**Задание 1**
Проверьте по интервью ниже три утверждения: (a) Цискаридзе подумал о смерти, когда уже выздоровел; (b) в больнице было известно, что Цискаридзе выживет; (c) фразу «Коля, пусть у вас останется сожаление о том, что вы что-либо не сделали» произнесла Галина Сергеевна Уланова. Для каждого ответьте «да» или «нет» и точно процитируйте решающие слова интервью.

Владимир Познер - Противостояние
В. ПОЗНЕР: В балете, несомненно, есть много разных законов. В интервью их гораздо меньше, но один из них гласит, что первый вопрос должен зацепить зрителя. Я не знаю, зацепит или нет, но меня зацепила одна ваша фраза, когда вы сказали, что вы охотно идете на интервью, довольно легко, ведь потом придет время, когда никто об этом и не попросит.
Н. ЦИСКАРИДЗЕ: Да, конечно.
В. ПОЗНЕР: И я подумал, что это немножко похоже на разговор о смерти: мы знаем, что она неизбежна. Вначале мы как-то к этому относимся спокойно, но по мере ее приближения разные люди по-разному на это реагируют. Как вы внутренне настроены по отношению к тому, что придет такой день, возможно, когда вас не будут просить об интервью?
Н. ЦИСКАРИДЗЕ: У меня был очень страшный период в жизни, когда со я получил серьезную травму. И я попал в больницу, и никто не знал, выживу я или нет. У меня был сепсис, золотистый стафилококк. Если кто-то понимает, это тяжелая вещь. И тогда, в больнице мне пришла такая мысль в голову: «А вдруг, если все с балетом?» На самом деле я не подумал, что я умру. Я подумал о смерти, когда я уже выздоровел.
И я осознал, что за то, что делал в этом искусстве человек под фамилией Николай Цискаридзе, мне не стыдно. И потом, когда я уже вернулся обратно в балет, то я понял одно — что самое, наверное, главное в тот момент, когда все прекратится, — чтобы мне было не стыдно ни за один мой поступок, чтобы я не подписал, как вы говорили, ни одно письмо, то, которое бы на меня роняло тень, чтобы я не стоял на стороне тех людей, которые пинают лежачего… Да, пусть будет у меня меньше выходов на сцену, но они будут качественные. И для меня очень важна фраза одного из моих педагогов, Галины Сергеевны Улановой: «Коля, пусть у вас останется сожаление о том, что вы что-либо не сделали, нежели о том, что вы что-то попробовали».

**Представленные данные**
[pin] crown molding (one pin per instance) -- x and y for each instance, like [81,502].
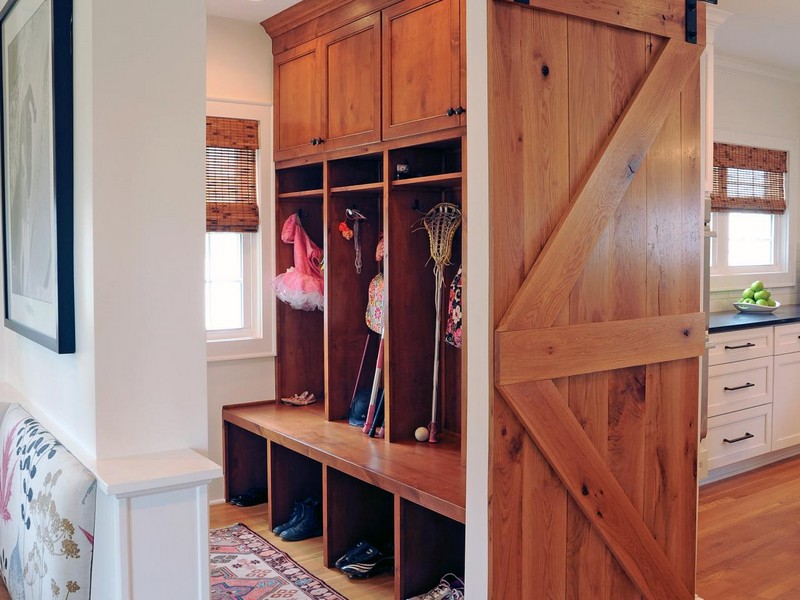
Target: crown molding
[755,70]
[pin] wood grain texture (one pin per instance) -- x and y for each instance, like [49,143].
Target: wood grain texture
[415,100]
[429,475]
[748,535]
[531,185]
[351,93]
[600,194]
[552,352]
[297,90]
[661,17]
[582,469]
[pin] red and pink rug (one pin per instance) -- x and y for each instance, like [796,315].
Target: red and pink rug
[244,566]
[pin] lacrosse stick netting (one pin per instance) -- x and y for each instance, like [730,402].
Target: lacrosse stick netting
[441,223]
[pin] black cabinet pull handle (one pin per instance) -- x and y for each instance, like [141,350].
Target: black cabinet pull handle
[739,387]
[746,436]
[747,345]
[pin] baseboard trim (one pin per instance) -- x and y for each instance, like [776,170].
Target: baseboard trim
[749,464]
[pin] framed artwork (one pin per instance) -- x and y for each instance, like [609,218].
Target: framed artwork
[37,176]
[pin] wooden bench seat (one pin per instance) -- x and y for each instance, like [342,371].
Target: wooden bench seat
[430,475]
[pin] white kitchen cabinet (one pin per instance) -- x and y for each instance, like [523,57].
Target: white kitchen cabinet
[786,398]
[753,393]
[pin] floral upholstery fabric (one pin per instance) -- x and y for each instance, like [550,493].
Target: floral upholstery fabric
[47,509]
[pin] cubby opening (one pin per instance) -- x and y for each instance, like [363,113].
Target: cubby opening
[245,461]
[347,289]
[292,478]
[355,511]
[300,363]
[430,546]
[300,182]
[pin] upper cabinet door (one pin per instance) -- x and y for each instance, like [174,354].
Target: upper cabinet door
[422,67]
[297,102]
[351,90]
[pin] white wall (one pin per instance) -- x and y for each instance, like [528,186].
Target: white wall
[239,71]
[478,303]
[758,101]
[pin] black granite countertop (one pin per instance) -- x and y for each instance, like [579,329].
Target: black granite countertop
[730,320]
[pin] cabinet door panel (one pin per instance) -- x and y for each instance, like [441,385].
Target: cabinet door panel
[297,101]
[739,385]
[351,102]
[421,75]
[786,404]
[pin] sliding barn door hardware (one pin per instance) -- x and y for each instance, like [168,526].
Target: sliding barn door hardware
[691,19]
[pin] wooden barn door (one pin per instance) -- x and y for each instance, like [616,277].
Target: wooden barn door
[596,227]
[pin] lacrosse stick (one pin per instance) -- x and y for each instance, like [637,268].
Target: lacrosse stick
[356,216]
[441,223]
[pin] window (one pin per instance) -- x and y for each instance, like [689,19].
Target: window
[752,215]
[238,314]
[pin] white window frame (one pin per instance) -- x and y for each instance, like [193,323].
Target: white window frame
[257,338]
[784,273]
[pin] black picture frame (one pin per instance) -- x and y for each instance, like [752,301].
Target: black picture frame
[36,153]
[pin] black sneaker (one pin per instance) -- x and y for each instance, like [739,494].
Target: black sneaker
[361,551]
[294,519]
[309,524]
[369,562]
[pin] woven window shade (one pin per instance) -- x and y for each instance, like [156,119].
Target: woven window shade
[231,199]
[748,179]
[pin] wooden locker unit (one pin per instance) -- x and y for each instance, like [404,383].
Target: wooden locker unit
[422,67]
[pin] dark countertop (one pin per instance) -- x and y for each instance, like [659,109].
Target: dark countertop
[733,319]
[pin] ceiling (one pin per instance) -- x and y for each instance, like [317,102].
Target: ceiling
[761,31]
[758,31]
[253,11]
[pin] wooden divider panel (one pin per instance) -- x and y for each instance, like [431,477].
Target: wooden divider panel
[595,188]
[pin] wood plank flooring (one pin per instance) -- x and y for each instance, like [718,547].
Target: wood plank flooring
[748,539]
[306,552]
[749,535]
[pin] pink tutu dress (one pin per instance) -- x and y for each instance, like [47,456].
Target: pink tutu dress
[301,286]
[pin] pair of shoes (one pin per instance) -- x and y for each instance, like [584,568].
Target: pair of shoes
[304,522]
[450,588]
[365,560]
[252,497]
[303,399]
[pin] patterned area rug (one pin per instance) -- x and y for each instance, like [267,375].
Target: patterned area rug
[244,566]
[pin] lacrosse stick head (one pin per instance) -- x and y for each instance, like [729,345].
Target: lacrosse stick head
[441,223]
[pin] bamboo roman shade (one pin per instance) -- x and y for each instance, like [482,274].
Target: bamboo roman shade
[748,179]
[231,199]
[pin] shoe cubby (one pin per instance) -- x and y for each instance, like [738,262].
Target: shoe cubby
[354,511]
[430,545]
[292,478]
[245,461]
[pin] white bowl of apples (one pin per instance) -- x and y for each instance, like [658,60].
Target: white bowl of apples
[756,299]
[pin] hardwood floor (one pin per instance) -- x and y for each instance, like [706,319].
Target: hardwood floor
[306,552]
[749,535]
[748,539]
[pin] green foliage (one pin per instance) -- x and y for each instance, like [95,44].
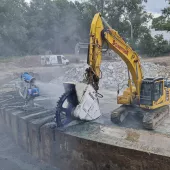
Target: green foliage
[153,46]
[57,25]
[162,22]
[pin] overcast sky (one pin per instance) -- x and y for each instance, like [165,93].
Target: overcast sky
[153,6]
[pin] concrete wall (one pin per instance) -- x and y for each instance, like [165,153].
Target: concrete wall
[71,148]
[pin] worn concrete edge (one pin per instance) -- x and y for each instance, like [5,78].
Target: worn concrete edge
[115,136]
[147,141]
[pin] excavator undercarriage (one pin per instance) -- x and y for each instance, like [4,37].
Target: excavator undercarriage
[151,119]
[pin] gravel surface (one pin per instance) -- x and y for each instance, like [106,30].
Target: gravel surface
[12,157]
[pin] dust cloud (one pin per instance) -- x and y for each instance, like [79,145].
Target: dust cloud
[50,91]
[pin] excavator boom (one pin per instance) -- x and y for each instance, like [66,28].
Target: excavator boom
[151,96]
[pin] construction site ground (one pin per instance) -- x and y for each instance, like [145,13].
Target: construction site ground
[121,136]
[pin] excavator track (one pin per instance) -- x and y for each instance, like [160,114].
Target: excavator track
[151,118]
[154,118]
[118,115]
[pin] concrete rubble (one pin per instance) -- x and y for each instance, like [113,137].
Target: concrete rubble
[113,73]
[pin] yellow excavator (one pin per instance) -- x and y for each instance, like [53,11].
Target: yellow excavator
[147,96]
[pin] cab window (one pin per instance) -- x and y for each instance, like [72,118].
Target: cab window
[158,90]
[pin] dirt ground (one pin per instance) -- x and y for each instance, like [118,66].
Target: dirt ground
[12,157]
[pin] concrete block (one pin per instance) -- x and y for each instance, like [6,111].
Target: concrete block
[14,123]
[23,135]
[35,135]
[47,139]
[7,115]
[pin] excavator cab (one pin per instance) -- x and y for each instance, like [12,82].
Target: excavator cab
[151,91]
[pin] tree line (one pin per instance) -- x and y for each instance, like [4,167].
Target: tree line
[57,25]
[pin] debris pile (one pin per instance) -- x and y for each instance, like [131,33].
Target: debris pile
[113,73]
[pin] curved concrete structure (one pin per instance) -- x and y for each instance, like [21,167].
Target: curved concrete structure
[84,146]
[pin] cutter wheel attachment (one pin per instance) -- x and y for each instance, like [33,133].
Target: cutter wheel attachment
[65,107]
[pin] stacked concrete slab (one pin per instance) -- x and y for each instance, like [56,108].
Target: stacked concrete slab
[84,146]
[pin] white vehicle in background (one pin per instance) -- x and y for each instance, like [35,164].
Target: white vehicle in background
[48,60]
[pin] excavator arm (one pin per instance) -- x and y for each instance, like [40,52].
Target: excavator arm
[150,96]
[99,35]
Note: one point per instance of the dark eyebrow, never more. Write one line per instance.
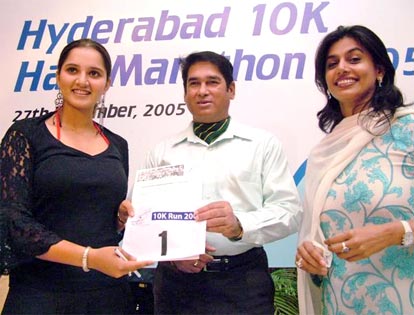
(348, 52)
(214, 77)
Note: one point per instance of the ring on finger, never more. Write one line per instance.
(345, 248)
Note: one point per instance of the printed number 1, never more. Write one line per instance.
(163, 236)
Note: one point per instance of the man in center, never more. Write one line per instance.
(250, 198)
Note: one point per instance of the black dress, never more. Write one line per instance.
(51, 192)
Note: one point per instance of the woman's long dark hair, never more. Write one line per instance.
(386, 99)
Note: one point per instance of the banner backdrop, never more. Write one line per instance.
(270, 43)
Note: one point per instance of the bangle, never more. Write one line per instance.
(120, 220)
(85, 259)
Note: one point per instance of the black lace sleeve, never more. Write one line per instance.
(24, 237)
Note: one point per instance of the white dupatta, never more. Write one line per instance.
(326, 161)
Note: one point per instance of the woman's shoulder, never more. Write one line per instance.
(28, 126)
(114, 137)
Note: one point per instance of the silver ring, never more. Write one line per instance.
(345, 248)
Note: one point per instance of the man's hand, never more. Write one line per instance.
(220, 218)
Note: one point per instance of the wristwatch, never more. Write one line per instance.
(408, 237)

**Задание 2**
Пожалуйста, верните без изменений строки записей от строки, содержащей «Note: one point per instance of the woman's shoulder, never», до конца записей, включая обе границы.

**Ответ 1**
(a) Да: «Я подумал о смерти, когда я уже выздоровел».
(b) Нет: «никто не знал, выживу я или нет».
(c) Да: «фраза одного из моих педагогов, Галины Сергеевны Улановой».

**Ответ 2**
Note: one point per instance of the woman's shoulder, never more. Write one line per instance.
(28, 126)
(114, 137)
Note: one point per instance of the silver ring, never more. Write one line per instance.
(345, 248)
Note: one point per instance of the man's hand, never more. Write one line per instance.
(220, 218)
Note: one point per instance of the wristwatch, never more. Write one line per instance.
(408, 237)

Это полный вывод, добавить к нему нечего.